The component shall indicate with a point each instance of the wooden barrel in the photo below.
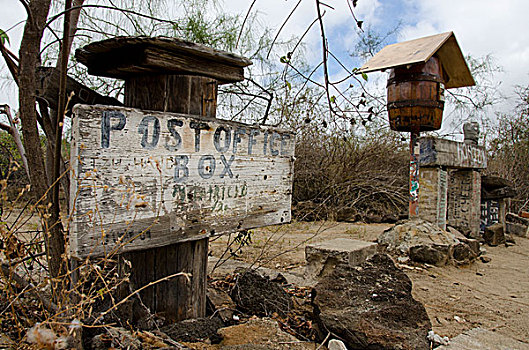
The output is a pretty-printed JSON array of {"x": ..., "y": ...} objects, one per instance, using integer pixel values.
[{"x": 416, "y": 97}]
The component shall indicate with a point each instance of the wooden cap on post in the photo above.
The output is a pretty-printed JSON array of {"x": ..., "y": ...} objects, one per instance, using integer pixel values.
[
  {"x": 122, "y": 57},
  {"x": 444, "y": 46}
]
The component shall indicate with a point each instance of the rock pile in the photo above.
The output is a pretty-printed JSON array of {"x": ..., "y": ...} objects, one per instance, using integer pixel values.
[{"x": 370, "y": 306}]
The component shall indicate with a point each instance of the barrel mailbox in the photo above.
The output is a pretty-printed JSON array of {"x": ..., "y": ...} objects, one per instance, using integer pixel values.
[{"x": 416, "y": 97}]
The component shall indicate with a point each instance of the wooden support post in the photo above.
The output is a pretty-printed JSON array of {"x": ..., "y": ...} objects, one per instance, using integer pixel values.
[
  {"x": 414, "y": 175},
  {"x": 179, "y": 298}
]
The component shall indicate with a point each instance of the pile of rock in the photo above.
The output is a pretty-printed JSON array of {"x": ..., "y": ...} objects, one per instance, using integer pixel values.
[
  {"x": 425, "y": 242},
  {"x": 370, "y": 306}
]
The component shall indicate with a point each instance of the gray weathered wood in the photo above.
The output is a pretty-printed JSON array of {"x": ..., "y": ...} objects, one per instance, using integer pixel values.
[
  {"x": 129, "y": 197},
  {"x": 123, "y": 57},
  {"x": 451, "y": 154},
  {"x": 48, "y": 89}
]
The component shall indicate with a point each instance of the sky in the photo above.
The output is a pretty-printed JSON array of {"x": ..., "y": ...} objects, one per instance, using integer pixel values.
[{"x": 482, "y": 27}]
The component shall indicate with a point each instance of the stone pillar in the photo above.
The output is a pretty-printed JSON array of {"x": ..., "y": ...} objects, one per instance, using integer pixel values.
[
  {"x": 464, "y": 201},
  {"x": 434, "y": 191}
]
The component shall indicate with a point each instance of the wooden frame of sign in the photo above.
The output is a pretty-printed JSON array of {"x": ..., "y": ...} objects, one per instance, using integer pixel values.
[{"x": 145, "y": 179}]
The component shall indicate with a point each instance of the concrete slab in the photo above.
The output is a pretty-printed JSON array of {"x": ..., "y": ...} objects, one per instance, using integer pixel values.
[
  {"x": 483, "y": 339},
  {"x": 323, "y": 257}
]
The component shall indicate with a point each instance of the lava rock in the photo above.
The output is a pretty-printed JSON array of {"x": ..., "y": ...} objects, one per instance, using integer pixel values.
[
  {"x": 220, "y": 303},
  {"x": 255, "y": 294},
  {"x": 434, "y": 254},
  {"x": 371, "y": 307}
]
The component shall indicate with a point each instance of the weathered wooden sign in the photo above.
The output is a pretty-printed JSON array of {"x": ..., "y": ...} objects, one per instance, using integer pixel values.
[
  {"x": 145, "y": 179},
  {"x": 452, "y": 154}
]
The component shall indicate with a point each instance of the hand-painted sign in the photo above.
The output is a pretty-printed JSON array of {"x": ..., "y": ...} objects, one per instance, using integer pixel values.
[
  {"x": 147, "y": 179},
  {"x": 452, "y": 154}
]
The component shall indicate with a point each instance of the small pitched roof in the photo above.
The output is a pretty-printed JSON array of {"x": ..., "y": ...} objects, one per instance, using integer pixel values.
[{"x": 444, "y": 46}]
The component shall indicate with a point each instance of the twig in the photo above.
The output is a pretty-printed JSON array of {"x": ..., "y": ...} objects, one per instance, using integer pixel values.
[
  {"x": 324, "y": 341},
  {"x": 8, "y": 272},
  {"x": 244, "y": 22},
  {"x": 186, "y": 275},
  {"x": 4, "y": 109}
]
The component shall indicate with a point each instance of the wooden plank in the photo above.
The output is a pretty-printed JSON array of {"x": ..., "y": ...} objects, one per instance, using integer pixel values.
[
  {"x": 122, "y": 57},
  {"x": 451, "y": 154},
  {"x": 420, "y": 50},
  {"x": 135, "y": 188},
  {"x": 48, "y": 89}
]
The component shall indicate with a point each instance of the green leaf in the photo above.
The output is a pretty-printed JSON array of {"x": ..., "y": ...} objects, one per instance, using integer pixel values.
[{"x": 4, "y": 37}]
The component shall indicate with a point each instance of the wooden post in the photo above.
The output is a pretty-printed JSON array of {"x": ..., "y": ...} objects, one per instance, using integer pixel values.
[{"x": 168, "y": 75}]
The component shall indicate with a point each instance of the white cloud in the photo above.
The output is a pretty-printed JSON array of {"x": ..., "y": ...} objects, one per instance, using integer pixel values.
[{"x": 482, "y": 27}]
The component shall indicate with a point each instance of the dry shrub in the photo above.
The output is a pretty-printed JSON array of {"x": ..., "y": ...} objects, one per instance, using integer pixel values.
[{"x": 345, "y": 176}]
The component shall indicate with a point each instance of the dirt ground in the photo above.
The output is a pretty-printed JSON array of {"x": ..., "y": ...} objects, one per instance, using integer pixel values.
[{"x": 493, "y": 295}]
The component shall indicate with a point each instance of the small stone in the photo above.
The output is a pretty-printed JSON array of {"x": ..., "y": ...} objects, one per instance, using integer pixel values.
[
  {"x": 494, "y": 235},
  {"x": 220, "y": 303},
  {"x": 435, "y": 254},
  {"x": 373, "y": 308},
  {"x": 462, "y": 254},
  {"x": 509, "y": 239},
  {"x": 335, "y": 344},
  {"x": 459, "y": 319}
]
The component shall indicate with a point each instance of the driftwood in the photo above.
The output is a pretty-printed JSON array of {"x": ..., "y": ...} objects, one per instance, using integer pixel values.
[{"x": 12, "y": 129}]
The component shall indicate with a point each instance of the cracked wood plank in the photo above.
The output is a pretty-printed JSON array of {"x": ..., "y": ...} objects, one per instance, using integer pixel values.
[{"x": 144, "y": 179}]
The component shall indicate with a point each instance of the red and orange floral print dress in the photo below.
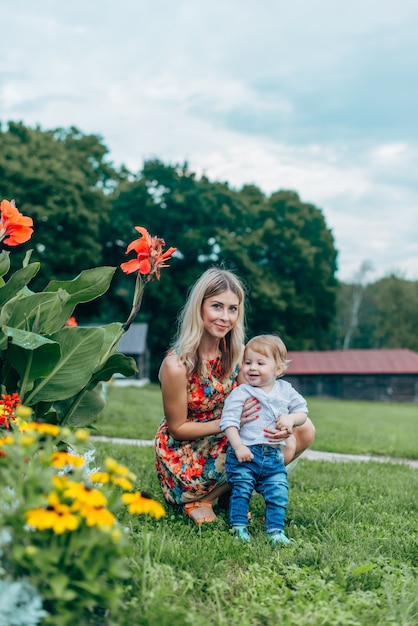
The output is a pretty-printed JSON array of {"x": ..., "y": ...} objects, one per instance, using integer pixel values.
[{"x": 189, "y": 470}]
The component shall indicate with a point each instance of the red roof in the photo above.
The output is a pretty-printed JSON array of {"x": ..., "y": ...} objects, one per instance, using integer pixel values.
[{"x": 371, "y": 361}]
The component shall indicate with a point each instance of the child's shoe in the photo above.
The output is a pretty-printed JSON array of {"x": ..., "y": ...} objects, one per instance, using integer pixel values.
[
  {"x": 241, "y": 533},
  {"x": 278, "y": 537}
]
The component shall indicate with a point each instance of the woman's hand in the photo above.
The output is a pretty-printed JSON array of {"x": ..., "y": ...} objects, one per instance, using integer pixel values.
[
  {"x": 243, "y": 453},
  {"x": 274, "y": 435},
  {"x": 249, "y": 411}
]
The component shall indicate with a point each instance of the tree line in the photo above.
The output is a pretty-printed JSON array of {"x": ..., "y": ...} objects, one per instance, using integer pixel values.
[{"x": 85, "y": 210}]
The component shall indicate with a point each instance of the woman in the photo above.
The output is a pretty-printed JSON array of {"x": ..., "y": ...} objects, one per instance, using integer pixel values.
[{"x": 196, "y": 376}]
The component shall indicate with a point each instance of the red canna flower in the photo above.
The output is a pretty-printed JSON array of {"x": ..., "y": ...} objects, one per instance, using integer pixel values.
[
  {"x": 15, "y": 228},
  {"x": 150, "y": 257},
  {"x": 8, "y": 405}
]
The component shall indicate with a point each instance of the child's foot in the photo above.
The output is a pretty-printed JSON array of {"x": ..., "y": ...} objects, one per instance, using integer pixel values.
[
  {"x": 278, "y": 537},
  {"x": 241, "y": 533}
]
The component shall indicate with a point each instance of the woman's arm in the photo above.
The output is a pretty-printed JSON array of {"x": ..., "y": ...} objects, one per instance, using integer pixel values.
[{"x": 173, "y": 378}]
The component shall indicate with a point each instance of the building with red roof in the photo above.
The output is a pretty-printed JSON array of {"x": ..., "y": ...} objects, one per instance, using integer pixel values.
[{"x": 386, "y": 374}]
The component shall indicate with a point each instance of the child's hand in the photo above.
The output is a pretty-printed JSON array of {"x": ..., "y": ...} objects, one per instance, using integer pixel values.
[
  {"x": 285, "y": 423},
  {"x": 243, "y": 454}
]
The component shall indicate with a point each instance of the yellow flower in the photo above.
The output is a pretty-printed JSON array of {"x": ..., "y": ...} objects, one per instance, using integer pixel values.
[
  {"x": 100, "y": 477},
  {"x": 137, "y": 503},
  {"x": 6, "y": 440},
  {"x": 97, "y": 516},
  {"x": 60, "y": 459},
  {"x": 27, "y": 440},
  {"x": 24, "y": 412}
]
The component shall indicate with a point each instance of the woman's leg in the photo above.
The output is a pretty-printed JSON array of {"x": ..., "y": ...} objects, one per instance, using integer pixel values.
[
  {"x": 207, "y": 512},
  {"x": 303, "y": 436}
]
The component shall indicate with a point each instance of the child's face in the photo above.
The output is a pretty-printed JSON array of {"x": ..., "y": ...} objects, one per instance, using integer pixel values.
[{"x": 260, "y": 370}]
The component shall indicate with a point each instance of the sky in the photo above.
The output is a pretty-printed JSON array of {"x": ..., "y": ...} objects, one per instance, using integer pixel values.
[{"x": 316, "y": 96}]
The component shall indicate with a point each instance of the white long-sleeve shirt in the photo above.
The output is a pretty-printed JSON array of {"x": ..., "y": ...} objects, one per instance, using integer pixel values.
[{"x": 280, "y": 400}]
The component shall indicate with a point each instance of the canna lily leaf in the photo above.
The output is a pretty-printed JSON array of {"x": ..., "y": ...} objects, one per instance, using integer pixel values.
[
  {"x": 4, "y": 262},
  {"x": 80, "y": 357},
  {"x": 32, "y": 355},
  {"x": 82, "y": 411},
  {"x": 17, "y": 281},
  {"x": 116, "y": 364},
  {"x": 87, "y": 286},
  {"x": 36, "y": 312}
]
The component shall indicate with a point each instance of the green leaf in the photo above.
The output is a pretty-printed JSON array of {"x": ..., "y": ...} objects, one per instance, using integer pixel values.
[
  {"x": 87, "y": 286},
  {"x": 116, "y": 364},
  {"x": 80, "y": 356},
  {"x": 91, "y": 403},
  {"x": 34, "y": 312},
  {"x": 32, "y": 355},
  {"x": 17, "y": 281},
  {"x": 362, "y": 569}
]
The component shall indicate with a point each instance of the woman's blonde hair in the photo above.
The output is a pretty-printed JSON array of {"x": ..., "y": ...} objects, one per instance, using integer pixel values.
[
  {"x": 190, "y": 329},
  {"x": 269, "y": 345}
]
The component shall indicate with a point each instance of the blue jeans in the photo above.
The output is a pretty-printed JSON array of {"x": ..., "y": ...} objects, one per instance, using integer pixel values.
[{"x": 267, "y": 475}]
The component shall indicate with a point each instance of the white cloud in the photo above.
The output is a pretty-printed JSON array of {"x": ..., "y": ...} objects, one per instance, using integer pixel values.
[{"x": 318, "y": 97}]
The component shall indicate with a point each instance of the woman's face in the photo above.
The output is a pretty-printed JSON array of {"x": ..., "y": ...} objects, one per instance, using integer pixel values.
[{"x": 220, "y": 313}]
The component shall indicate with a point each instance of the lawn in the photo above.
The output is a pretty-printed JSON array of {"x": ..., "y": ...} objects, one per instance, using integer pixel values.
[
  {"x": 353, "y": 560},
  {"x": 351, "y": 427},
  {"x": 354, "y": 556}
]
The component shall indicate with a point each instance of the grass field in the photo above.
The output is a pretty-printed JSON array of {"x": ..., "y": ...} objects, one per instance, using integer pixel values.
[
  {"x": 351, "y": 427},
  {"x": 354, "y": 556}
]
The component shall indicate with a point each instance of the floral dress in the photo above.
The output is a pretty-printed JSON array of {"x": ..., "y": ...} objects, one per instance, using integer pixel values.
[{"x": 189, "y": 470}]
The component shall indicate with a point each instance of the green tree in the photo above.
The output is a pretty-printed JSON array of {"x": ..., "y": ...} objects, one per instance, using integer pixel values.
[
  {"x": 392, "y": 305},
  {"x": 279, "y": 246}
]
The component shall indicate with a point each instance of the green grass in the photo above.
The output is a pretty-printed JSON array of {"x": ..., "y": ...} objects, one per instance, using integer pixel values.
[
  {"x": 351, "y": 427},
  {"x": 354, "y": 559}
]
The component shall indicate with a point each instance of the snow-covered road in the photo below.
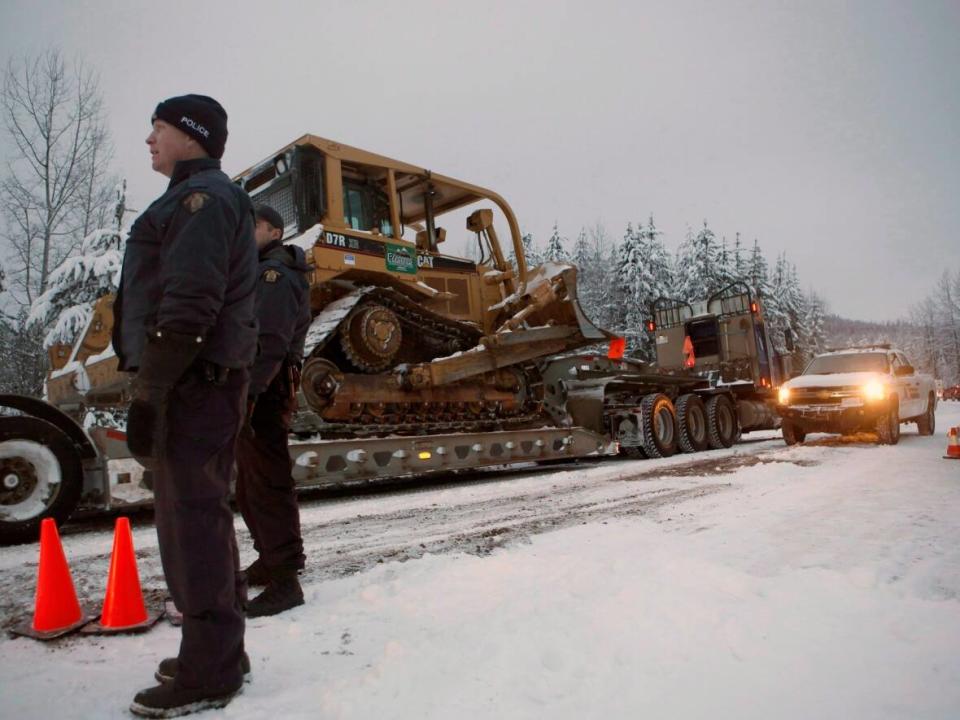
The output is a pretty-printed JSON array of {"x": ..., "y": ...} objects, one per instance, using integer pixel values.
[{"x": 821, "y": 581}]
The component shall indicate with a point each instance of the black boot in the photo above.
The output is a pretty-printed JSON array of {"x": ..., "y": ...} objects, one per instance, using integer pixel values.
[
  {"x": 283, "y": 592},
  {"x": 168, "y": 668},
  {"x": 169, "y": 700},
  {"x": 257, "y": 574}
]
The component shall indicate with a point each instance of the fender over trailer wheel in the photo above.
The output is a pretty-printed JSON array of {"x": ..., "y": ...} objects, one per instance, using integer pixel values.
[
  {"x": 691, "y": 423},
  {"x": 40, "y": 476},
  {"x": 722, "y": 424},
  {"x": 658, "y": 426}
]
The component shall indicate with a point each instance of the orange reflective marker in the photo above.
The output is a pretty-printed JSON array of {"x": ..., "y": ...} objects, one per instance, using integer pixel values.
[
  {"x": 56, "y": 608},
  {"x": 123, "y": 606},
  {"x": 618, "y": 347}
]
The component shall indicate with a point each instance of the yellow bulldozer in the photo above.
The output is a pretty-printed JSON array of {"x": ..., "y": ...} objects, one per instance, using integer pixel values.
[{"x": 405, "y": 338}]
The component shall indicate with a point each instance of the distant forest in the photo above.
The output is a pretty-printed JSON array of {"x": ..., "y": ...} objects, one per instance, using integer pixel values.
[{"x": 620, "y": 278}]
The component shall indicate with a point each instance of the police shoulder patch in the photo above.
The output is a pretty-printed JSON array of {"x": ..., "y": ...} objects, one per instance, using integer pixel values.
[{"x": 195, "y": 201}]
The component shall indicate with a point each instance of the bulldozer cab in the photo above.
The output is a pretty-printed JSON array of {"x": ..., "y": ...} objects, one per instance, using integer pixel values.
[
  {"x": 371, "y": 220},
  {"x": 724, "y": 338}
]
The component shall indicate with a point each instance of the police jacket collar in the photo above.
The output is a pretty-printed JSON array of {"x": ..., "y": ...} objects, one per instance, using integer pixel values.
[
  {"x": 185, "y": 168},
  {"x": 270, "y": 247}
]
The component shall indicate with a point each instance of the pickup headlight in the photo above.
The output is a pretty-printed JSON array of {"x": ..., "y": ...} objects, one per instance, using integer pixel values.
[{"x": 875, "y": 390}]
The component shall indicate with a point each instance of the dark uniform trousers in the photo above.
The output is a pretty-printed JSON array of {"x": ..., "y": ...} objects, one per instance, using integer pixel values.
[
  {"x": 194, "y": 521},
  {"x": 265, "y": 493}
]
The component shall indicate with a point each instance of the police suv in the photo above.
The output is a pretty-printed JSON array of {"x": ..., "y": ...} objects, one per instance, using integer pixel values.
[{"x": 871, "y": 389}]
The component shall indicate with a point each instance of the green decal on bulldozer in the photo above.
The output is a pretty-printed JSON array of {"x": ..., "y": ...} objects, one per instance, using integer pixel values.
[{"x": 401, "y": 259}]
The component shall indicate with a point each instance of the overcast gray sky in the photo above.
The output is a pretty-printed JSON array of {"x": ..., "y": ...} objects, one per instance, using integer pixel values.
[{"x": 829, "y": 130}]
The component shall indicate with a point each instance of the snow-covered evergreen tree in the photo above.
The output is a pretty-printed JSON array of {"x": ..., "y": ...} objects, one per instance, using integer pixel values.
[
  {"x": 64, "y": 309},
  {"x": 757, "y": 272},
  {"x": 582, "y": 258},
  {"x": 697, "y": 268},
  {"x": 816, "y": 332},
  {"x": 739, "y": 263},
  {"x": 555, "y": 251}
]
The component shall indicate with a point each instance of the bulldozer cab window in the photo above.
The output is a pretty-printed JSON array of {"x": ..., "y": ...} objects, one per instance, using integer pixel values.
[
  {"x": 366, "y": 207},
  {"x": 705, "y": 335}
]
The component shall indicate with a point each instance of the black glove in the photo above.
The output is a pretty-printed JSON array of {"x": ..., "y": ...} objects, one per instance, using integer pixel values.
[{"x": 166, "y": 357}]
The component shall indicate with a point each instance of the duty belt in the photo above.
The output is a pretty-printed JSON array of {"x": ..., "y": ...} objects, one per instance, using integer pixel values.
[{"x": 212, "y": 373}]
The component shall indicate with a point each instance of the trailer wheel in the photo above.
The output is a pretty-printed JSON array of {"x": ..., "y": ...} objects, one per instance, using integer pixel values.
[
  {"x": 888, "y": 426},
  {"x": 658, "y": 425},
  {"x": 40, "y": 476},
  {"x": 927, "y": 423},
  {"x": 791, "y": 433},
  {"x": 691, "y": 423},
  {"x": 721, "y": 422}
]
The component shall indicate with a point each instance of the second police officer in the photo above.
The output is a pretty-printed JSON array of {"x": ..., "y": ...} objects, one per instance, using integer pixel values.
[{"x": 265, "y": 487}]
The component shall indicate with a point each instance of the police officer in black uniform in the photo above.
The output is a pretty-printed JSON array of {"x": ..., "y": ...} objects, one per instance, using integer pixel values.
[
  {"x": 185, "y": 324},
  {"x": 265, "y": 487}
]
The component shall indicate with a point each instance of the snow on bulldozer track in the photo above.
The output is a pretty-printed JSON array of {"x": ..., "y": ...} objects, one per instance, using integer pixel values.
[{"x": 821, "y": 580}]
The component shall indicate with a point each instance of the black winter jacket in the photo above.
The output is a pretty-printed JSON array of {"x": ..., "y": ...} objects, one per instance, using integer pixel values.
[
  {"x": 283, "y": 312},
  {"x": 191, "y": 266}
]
------------------------------------
▸ **Task goal**: Each line from the one with "uniform in the photo above." through the last line of the records must be written out word for word. Include nothing else.

▸ **Task response**:
The component shall indicate with a point each instance of the police officer in black uniform in the photo above.
The output is a pretty-printed JSON array of {"x": ..., "y": ...} objects, one per instance, using integer pixel values.
[
  {"x": 185, "y": 324},
  {"x": 265, "y": 487}
]
The component shall indicate with a point each instance of the snow on bulldozer track in the photo above.
The output is a pretty-printed JSON array of {"x": ..., "y": ...} objects, one per instance, using integer pixel values.
[{"x": 821, "y": 580}]
The component shall indicate with a point each instance of the black winter jacket in the photo above.
The output is a pretty-printed JSON array of {"x": ..., "y": ...} objects, one per instance, using integer pixel values.
[
  {"x": 283, "y": 312},
  {"x": 191, "y": 266}
]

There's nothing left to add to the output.